§ Reading text
Haiti cholera epidemic worse than expected

29th March 2011

The cholera epidemic crippling the country of Haiti will probably be far worse than governments predicted, according to a recent US study.


Researchers said that, rather than infecting 400,000, the disease could strike almost 800,000 people, and that governments around the world needed to combine their efforts to stem the progress of the epidemic.

Prior to the outbreak last year, Haiti had not had a cholera epidemic in 100 years.

The epidemic followed a devastating earthquake, which uprooted hundreds of thousands of people.

Researchers used a new type of mathematical model to predict the progress of the epidemic around the country.

The new model forecasts over 11,000 deaths by the end of November, if levels of treatment remain the same.

Study co-author Jason Andrews, a research fellow at the Harvard School of Public Health, said that the UN estimate was based on an erroneous assumption arrived at by guesswork.

He said that the UN had ignored the dynamics of cholera epidemics when making its prediction.

In the recent study, the researchers not only used well-established mathematical methods to forecast the impact of the disease and its progress, but also predicted the impact the disease would have on drinking water and on the distribution of vaccines and medicine.

Using the model, the authors predicted that governments could prevent 170,000 cases of cholera and 3,400 deaths by lending a hand to medical teams operating in Haiti.

The researchers calculated that vaccinating 10% of the population of Haiti would prevent 63,000 cases of the disease, amounting to about 900 deaths.

They found that treating about half of all cases based on severity would prevent a further 1,300 deaths.

Andrews said that fighting the cholera epidemic in Haiti would need serious investment from the international community, requiring two million doses of vaccine.

But Marcos Espinal, head of health surveillance, disease prevention and control at the Pan American Health Organisation (PAHO), defended the UN's forecast about the epidemic.

He said that the UN's projection had not yet been proven wrong.

But the recent study was not the first to highlight the potential inaccuracy of the UN's first cholera estimate.

A few weeks ago, another US team of researchers predicted that the cholera epidemic in Haiti would be bigger than expected.

Those researchers also said that the UN's estimates were crude, based on a single number and a single assumption about the spread of the disease.

Sanjay Basu, of the University of California in San Fransisco, said at the time that the epidemic would be larger than predicted in terms of sheer numbers, lasting far longer than governments had originally believed.

§ Supplied material

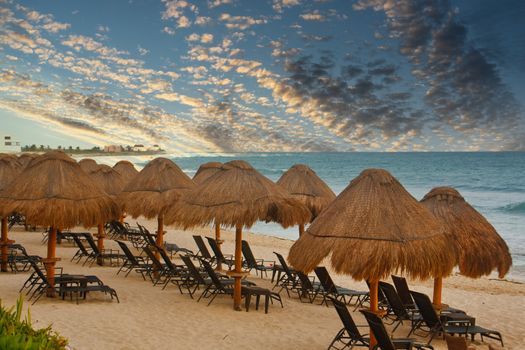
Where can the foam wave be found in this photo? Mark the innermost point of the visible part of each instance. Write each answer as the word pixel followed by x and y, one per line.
pixel 514 208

§ Tasks
1/ Translate this sentence from the article on Haiti's cholera epidemic into Spanish: "Prior to the outbreak last year, Haiti had not had a cholera epidemic in 100 years."
2/ Name every person mentioned in the article on Haiti's cholera epidemic, and give the organization or university the article connects with each one.

§ Responses
1/ Antes del brote del año pasado, Haití no había tenido una epidemia de cólera en 100 años.

2/
Jason Andrews: Harvard School of Public Health
Marcos Espinal: Pan American Health Organisation (PAHO)
Sanjay Basu: University of California in San Fransisco